== Supplied passage ==
▽
Condrey and Schofield started the studio in 2009 in San Mateo, California, and Activision acquired it shortly after its founding to make Call of Duty games. They helped develop Call of Duty: Modern Warfare 3 alongside main developer Infinity Ward in 2011. Sledgehammer became one of three studios that rotated shifts in to produce the Call of Duty games every year. Kotaku first reported the departures.
It’s a big change for Call of Duty, which had more than $15 billion in sales in its first decade, from 2003 to 2013. Sales are well over that number now. Call of Duty remains one of the best-selling games every year, with each installment either clearing or coming near $1 billion in sales.
△
== Listed entries ==
▽
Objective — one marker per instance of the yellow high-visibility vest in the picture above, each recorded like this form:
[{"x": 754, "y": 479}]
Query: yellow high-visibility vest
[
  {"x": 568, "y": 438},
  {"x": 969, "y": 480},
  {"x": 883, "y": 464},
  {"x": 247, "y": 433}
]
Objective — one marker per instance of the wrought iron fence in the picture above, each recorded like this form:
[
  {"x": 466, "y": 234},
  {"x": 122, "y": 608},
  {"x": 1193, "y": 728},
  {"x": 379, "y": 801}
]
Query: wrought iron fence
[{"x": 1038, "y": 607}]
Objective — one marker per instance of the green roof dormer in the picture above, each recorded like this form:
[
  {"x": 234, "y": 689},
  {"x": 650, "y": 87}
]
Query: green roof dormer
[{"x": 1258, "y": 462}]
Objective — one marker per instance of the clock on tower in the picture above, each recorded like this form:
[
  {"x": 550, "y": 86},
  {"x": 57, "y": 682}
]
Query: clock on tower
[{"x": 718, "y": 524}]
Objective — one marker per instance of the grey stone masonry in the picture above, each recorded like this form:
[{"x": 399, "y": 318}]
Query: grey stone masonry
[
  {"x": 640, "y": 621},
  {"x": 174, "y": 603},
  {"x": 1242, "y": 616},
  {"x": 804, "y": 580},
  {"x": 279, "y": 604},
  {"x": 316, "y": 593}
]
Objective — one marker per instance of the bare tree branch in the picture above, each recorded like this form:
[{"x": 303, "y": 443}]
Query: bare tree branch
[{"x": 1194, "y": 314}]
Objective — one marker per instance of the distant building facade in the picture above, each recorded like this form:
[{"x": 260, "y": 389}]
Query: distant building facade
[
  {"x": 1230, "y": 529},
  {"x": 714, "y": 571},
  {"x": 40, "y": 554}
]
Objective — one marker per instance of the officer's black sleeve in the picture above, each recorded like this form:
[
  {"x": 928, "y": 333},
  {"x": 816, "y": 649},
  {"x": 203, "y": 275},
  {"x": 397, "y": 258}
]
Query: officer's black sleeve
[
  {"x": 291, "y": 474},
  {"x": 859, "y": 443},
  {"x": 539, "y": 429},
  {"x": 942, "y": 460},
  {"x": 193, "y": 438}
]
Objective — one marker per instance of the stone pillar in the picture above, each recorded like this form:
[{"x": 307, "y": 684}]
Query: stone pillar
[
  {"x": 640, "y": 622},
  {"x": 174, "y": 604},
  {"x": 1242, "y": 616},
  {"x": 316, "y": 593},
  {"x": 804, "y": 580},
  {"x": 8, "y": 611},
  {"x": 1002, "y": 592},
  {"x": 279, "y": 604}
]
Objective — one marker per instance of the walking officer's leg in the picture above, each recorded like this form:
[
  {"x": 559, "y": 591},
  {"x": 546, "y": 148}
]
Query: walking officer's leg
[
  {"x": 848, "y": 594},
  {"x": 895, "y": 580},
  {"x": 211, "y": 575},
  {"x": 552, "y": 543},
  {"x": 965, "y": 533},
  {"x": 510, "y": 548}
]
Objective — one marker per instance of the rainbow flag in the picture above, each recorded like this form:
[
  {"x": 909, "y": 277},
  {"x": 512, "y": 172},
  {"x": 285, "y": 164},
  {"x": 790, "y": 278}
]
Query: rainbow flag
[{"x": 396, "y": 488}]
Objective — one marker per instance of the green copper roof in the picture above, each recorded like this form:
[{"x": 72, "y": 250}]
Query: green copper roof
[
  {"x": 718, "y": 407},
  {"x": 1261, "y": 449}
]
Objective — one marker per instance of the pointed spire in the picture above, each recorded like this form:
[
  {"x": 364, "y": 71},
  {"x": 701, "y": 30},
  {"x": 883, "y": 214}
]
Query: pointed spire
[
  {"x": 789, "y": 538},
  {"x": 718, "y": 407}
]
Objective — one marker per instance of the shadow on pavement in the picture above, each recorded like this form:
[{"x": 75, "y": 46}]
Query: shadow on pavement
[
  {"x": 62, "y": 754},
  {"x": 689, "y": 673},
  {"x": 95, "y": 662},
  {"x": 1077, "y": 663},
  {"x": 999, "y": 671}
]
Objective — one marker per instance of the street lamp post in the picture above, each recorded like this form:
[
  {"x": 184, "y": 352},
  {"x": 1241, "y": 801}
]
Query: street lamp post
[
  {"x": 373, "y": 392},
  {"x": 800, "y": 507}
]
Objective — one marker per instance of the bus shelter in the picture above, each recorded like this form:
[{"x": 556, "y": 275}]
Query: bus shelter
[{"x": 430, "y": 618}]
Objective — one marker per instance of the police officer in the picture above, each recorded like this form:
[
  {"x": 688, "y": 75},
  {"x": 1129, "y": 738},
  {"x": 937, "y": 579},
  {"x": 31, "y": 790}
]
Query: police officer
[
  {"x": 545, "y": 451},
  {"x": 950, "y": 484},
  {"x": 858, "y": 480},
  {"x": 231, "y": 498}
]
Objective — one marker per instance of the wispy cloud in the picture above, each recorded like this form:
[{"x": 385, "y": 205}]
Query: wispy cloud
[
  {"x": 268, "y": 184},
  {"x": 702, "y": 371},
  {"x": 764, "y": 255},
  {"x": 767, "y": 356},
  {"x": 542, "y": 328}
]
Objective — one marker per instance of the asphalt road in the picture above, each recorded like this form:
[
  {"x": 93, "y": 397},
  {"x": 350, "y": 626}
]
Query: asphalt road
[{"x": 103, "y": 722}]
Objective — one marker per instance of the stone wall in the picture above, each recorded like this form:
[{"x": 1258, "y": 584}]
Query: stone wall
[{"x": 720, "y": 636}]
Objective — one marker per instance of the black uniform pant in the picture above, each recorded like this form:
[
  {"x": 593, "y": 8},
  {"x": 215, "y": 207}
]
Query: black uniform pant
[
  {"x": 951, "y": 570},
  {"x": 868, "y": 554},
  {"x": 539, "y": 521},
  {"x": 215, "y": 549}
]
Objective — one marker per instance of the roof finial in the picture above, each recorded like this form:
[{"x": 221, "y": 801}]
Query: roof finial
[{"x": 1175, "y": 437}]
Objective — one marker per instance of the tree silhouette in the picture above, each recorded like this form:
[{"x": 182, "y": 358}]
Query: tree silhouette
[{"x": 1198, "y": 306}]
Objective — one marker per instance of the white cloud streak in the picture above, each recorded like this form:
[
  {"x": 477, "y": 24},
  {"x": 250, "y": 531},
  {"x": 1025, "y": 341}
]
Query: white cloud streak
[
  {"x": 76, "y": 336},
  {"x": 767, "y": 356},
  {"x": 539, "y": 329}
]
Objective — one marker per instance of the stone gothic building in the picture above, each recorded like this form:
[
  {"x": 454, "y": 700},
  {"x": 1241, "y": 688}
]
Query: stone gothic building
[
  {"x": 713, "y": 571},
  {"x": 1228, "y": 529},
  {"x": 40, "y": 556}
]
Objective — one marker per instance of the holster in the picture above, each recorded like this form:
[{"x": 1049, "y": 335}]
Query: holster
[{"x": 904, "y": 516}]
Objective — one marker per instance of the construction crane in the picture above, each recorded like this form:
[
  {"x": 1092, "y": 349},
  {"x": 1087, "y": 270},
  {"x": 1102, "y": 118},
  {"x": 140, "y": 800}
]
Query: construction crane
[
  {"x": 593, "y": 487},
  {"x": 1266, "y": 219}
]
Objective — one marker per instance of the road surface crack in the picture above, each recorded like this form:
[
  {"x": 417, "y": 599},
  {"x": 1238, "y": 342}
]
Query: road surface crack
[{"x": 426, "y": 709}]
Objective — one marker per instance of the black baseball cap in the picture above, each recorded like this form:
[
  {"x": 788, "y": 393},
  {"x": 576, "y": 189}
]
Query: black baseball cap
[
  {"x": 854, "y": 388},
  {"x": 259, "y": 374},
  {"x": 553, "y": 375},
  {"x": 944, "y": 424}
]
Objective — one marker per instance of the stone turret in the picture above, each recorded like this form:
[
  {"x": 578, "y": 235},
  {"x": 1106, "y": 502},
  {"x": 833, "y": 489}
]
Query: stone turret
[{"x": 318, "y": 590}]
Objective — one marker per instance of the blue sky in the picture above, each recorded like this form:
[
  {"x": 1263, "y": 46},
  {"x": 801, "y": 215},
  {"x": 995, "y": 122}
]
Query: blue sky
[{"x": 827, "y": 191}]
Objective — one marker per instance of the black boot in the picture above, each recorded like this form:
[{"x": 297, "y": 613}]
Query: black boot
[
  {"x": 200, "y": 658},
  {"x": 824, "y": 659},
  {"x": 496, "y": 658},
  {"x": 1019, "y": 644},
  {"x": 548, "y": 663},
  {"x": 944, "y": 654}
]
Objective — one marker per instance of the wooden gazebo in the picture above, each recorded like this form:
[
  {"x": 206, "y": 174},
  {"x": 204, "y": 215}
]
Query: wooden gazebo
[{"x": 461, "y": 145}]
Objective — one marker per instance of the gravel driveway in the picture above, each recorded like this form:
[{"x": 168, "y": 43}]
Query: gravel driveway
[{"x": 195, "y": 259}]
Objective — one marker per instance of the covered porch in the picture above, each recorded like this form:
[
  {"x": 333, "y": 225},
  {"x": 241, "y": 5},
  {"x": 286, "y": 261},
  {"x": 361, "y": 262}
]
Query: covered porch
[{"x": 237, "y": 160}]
△
== Work to complete ==
A. Render this sentence from the passage on Call of Duty in Spanish: "Sledgehammer became one of three studios that rotated shifts in to produce the Call of Duty games every year."
B. Find every line in the records that contains the string "white", and copy each such line.
The text and the records have nothing to do with each other.

== Expected outputs ==
A. Sledgehammer se convirtió en uno de los tres estudios que se turnaban para producir los juegos de Call of Duty cada año.

B.
Objective — one marker per instance of the white cloud streak in the picture above, each recorded like this form:
Query: white cloud streak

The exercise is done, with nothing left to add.